— Begin Data entries —

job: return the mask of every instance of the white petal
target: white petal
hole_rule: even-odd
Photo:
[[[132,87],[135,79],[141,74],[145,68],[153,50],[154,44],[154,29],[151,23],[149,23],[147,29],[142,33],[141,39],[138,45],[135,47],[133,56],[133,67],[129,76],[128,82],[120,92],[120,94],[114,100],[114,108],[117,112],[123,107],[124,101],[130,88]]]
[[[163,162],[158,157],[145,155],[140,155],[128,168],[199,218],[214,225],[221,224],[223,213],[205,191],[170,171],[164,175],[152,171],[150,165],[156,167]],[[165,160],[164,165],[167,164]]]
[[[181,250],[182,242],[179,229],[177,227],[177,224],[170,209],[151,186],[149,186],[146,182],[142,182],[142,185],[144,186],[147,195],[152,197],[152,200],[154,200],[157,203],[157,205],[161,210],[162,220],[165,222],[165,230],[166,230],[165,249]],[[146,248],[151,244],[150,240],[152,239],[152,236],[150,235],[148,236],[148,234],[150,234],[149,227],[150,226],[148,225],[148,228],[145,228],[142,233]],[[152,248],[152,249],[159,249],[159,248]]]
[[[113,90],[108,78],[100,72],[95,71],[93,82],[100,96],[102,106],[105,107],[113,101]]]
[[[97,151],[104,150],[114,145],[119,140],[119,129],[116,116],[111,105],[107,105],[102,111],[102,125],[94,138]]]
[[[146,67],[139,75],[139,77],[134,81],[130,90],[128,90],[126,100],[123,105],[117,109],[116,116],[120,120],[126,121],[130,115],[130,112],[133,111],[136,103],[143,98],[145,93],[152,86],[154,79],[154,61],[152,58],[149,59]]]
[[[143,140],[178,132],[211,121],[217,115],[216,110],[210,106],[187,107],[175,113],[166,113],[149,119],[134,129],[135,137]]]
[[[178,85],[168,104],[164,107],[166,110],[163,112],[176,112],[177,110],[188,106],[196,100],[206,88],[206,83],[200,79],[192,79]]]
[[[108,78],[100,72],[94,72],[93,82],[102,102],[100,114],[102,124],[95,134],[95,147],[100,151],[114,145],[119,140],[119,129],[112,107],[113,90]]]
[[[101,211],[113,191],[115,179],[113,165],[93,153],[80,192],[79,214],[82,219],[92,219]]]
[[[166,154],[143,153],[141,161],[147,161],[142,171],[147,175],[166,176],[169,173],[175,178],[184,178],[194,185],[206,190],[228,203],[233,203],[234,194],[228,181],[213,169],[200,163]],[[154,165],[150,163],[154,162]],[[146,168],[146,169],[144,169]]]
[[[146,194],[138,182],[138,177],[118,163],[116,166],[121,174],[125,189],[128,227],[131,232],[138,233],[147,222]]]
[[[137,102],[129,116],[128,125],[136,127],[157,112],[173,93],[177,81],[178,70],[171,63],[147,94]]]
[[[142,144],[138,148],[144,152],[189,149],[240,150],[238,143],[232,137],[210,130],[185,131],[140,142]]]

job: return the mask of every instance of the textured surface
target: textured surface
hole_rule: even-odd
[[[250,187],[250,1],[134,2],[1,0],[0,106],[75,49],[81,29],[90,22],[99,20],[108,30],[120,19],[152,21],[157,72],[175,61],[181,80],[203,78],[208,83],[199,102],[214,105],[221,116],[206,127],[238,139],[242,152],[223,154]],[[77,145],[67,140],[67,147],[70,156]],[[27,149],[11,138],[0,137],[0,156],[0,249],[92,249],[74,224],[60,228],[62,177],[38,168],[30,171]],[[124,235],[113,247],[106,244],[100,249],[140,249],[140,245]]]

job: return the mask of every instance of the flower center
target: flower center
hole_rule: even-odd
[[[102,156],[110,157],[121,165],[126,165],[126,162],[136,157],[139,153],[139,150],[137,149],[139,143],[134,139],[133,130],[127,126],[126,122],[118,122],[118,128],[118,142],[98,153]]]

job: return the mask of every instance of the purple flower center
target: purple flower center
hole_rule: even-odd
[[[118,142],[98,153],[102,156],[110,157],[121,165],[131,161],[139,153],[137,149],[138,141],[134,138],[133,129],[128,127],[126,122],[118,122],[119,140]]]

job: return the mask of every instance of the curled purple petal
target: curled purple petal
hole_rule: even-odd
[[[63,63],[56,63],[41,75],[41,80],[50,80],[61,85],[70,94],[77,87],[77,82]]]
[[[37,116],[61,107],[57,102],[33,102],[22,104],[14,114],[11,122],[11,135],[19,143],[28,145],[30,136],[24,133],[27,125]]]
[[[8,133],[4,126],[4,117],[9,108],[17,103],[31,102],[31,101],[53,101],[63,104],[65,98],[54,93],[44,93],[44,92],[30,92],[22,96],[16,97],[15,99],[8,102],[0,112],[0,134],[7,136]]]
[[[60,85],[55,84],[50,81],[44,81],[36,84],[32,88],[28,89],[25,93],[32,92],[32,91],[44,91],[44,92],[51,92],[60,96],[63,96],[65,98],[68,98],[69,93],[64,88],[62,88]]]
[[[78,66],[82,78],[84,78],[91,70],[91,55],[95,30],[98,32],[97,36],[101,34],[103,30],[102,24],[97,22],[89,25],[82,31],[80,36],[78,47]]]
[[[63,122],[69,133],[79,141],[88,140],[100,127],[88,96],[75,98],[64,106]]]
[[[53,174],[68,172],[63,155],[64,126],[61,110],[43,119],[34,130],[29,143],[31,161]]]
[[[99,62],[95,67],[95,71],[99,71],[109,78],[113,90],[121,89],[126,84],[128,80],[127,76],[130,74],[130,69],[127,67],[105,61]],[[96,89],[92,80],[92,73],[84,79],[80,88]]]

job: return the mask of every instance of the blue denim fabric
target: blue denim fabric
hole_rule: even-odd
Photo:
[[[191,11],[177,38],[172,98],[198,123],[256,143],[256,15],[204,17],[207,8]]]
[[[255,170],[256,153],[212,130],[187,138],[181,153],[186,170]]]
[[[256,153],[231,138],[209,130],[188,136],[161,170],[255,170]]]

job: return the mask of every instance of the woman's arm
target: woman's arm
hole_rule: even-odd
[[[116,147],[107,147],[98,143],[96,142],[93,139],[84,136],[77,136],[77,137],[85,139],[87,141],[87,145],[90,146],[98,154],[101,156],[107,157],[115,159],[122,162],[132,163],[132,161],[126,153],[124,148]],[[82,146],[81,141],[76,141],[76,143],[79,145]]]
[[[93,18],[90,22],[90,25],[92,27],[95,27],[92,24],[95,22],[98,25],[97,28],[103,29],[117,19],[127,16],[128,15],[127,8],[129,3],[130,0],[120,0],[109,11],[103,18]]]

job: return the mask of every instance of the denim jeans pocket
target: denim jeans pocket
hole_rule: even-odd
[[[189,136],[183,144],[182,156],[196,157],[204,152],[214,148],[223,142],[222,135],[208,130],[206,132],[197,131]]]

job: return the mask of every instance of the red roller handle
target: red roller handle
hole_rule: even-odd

— End Data entries —

◆ **Stated problem**:
Extract every line of the entries above and reproduce each one verbatim, in its original order.

◆ **Answer to the problem**:
job: return the mask of every instance of the white petal
target: white petal
hole_rule: even-odd
Photo:
[[[132,87],[135,79],[141,74],[145,68],[153,50],[154,44],[154,29],[151,23],[149,23],[147,29],[142,33],[141,39],[138,45],[135,47],[133,56],[133,67],[129,76],[128,82],[120,92],[120,94],[114,100],[114,108],[117,112],[123,107],[124,101],[130,88]]]
[[[163,162],[158,157],[145,155],[140,155],[128,168],[199,218],[214,225],[221,224],[223,213],[205,191],[170,171],[164,175],[152,171],[150,165],[156,167]],[[165,160],[164,165],[167,164]]]
[[[181,250],[182,242],[179,229],[177,227],[177,224],[170,209],[151,186],[149,186],[146,182],[142,182],[142,185],[144,186],[147,195],[152,197],[152,200],[154,200],[157,203],[157,205],[161,210],[162,220],[165,222],[165,230],[166,230],[165,249]],[[146,248],[151,244],[150,240],[152,239],[152,236],[150,235],[148,236],[148,234],[150,234],[149,227],[150,226],[148,225],[148,228],[145,228],[142,233]],[[152,248],[152,249],[159,249],[159,248]]]
[[[113,90],[108,78],[100,72],[95,71],[93,82],[100,96],[102,106],[105,107],[113,101]]]
[[[97,151],[104,150],[114,145],[119,140],[119,129],[116,116],[111,105],[107,105],[102,111],[102,125],[94,138]]]
[[[146,67],[139,75],[139,77],[134,81],[130,90],[128,90],[126,100],[123,105],[117,109],[116,116],[120,120],[126,121],[130,115],[130,112],[133,111],[136,103],[143,98],[145,93],[152,86],[154,79],[154,61],[152,58],[149,59]]]
[[[143,140],[178,132],[211,121],[217,115],[216,110],[210,106],[187,107],[175,113],[166,113],[149,119],[134,129],[135,137]]]
[[[178,85],[168,104],[164,107],[166,110],[163,112],[176,112],[177,110],[188,106],[196,100],[206,88],[206,83],[200,79],[192,79]]]
[[[108,78],[100,72],[94,72],[93,82],[102,102],[100,114],[102,124],[95,134],[95,147],[100,151],[114,145],[119,140],[119,129],[112,107],[113,90]]]
[[[101,211],[113,191],[115,179],[113,165],[93,153],[80,192],[79,214],[82,219],[92,219]]]
[[[166,154],[143,153],[141,161],[147,161],[142,171],[147,175],[166,176],[169,173],[175,178],[184,178],[194,185],[206,190],[228,203],[233,203],[234,194],[228,181],[213,169],[200,163]],[[154,165],[150,163],[154,162]],[[146,168],[146,169],[144,169]]]
[[[146,194],[138,182],[138,177],[118,163],[116,166],[121,174],[125,189],[128,227],[131,232],[138,233],[147,222]]]
[[[137,102],[129,116],[128,125],[136,127],[157,112],[173,93],[177,81],[178,70],[171,63],[147,94]]]
[[[142,144],[138,148],[144,152],[189,149],[240,150],[238,143],[232,137],[210,130],[185,131],[140,142]]]

job: return the mask of every instance of the textured surface
target: textured surface
hole_rule: even-odd
[[[250,187],[250,1],[134,2],[1,0],[0,106],[75,49],[81,29],[90,22],[99,20],[108,30],[120,19],[152,21],[157,72],[175,61],[181,80],[203,78],[208,83],[199,102],[214,105],[221,116],[206,127],[238,139],[242,152],[223,154]],[[77,145],[67,140],[67,147],[70,156]],[[27,149],[11,138],[0,137],[0,156],[0,249],[92,249],[74,224],[60,228],[62,177],[38,168],[30,171]],[[124,235],[113,247],[106,244],[100,249],[140,249],[140,245]]]

job: return the mask of every instance of the flower center
target: flower center
hole_rule: even-odd
[[[102,156],[110,157],[121,165],[126,165],[126,162],[136,157],[139,153],[139,150],[137,149],[139,143],[134,139],[133,130],[127,126],[126,122],[118,122],[118,128],[118,142],[98,153]]]

job: return the mask of every instance of the purple flower center
target: purple flower center
hole_rule: even-odd
[[[118,142],[98,153],[102,156],[110,157],[121,165],[131,161],[139,153],[137,149],[138,141],[134,138],[133,129],[128,127],[126,122],[118,122],[119,140]]]

job: return the mask of every instance of the curled purple petal
target: curled purple petal
hole_rule: even-odd
[[[63,63],[56,63],[41,75],[41,80],[50,80],[61,85],[70,94],[77,87],[77,82]]]
[[[37,116],[61,107],[57,102],[33,102],[22,104],[14,114],[11,122],[11,135],[19,143],[28,145],[30,136],[24,133],[27,125]]]
[[[8,133],[4,126],[4,117],[9,108],[17,103],[31,102],[31,101],[53,101],[63,104],[65,98],[54,93],[44,93],[44,92],[30,92],[22,96],[16,97],[15,99],[8,102],[0,112],[0,134],[7,136]]]
[[[60,85],[55,84],[50,81],[44,81],[36,84],[32,88],[28,89],[25,93],[32,92],[32,91],[44,91],[44,92],[51,92],[60,96],[63,96],[65,98],[68,98],[69,93],[64,88],[62,88]]]
[[[78,66],[82,78],[84,78],[91,70],[91,55],[95,30],[98,32],[97,36],[101,34],[103,30],[102,24],[97,22],[89,25],[82,31],[80,36],[78,47]]]
[[[63,122],[69,133],[79,141],[88,140],[100,127],[88,96],[75,98],[64,106]]]
[[[53,174],[68,172],[63,155],[64,126],[61,110],[43,119],[34,130],[29,143],[31,161]]]
[[[99,62],[95,67],[95,71],[99,71],[109,78],[113,90],[121,89],[126,84],[128,80],[127,76],[130,74],[130,69],[127,67],[105,61]],[[96,89],[92,80],[92,73],[84,79],[80,88]]]

job: return the mask of every instance of the blue denim fabric
target: blue denim fabric
hole_rule: even-odd
Photo:
[[[191,11],[177,38],[172,98],[198,123],[256,143],[256,15],[204,17],[207,8]]]
[[[255,170],[256,153],[212,130],[187,138],[181,153],[186,170]]]
[[[256,153],[231,138],[209,130],[188,136],[161,170],[255,170]]]

job: return the mask of every instance of the woman's arm
target: woman's arm
hole_rule: even-odd
[[[116,147],[107,147],[98,143],[96,142],[93,139],[84,136],[77,136],[77,137],[85,139],[87,141],[87,145],[90,146],[98,154],[101,156],[107,157],[115,159],[122,162],[132,163],[132,161],[126,153],[124,148]],[[82,146],[81,141],[76,141],[76,143],[79,145]]]
[[[93,18],[90,22],[90,25],[92,27],[95,27],[92,24],[95,22],[98,25],[97,28],[103,29],[117,19],[127,16],[128,15],[127,8],[129,3],[130,0],[120,0],[109,11],[103,18]]]

job: return the mask of every instance of the denim jeans pocket
target: denim jeans pocket
hole_rule: even-odd
[[[189,136],[183,144],[182,156],[196,157],[204,152],[214,148],[223,142],[222,135],[208,130],[206,132],[197,131]]]

job: return the mask of every instance of the red roller handle
target: red roller handle
hole_rule: even-odd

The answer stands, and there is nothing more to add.